Extract to read
==================================================
Day - 4 : Why Plain Gradient Descent Fails (And What Polyak Momentum Fixes)
We love the clean update:
wₖ₊₁ = wₖ − η ∇f(wₖ)
Simple. Elegant. First-order.
But in real ML systems, it struggles.
Where Core Gradients Fail
1. Zig-Zag in Narrow Valleys
In ill-conditioned problems (think long curved valleys), gradients keep pointing sideways.
You move:
- Left
- Then right
- Then left again
Progress along the valley direction becomes painfully slow.
This happens when the condition number [κ = λ_max / λ_min ] is large.
Large κ ⇒ slow convergence.
2. High-Frequency Noise (in SGD)
With stochastic gradients: gₖ = ∇f(wₖ) + ξₖ
Noise causes:
- Jitter
- Oscillations
- Bouncing near minima
Mini-batches reduce variance spatially. But they don’t smooth noise across time.
Temporal noise remains.
3. No Memory
Vanilla GD forgets everything.
Each step only uses:
- Current position
- Current gradient
It ignores:
- Where you were going
- Whether direction was consistent
That’s inefficient in structured landscapes.
The Core Idea of Polyak Momentum
Instead of trusting only today’s gradient, accumulate history.
Define velocity:
vₖ₊₁ = β vₖ + ∇f(wₖ)
Update:
wₖ₊₁ = wₖ − η vₖ₊₁
Equivalent second-order form:
wₖ₊₁ = wₖ − η ∇f(wₖ) + β (wₖ − wₖ₋₁)
That’s it.
Simple change. Big effect.
What Actually Changes?
1. It Adds Memory
Momentum is an exponential moving average of past gradients.
==================================================
Pointing dataset rows:

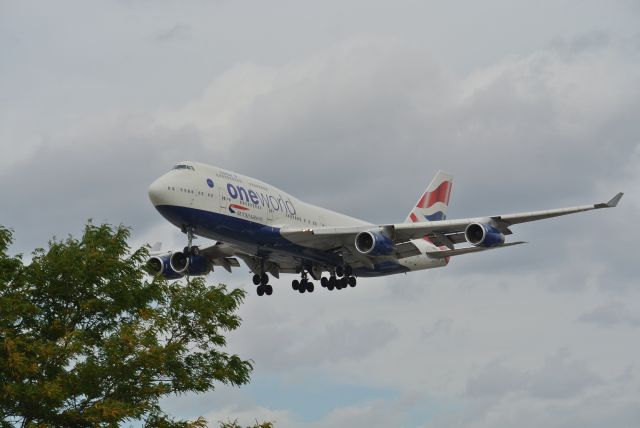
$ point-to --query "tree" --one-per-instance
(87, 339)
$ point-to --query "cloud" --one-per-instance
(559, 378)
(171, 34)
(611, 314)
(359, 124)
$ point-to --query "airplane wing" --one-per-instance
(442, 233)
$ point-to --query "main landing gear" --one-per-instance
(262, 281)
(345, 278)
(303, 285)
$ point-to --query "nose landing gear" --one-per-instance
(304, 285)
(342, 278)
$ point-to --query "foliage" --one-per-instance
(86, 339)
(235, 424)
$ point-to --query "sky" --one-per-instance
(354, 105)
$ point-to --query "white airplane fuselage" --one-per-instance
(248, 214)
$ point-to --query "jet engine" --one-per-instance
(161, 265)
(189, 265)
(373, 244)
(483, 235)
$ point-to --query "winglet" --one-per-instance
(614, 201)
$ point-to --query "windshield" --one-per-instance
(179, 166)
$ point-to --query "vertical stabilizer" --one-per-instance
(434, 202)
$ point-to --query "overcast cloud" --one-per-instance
==================================================
Exercise instructions
1) Please reproduce the part of the gradient descent article between "Simple. Elegant. First-order." and "keep pointing sideways.", inclusive.
2) List every line of the rows that contains the string "airplane", treating uppercase and lowercase as different.

Answers per task
1)
Simple. Elegant. First-order.
But in real ML systems, it struggles.
Where Core Gradients Fail
1. Zig-Zag in Narrow Valleys
In ill-conditioned problems (think long curved valleys), gradients keep pointing sideways.

2)
$ point-to --query "airplane wing" --one-per-instance
$ point-to --query "white airplane fuselage" --one-per-instance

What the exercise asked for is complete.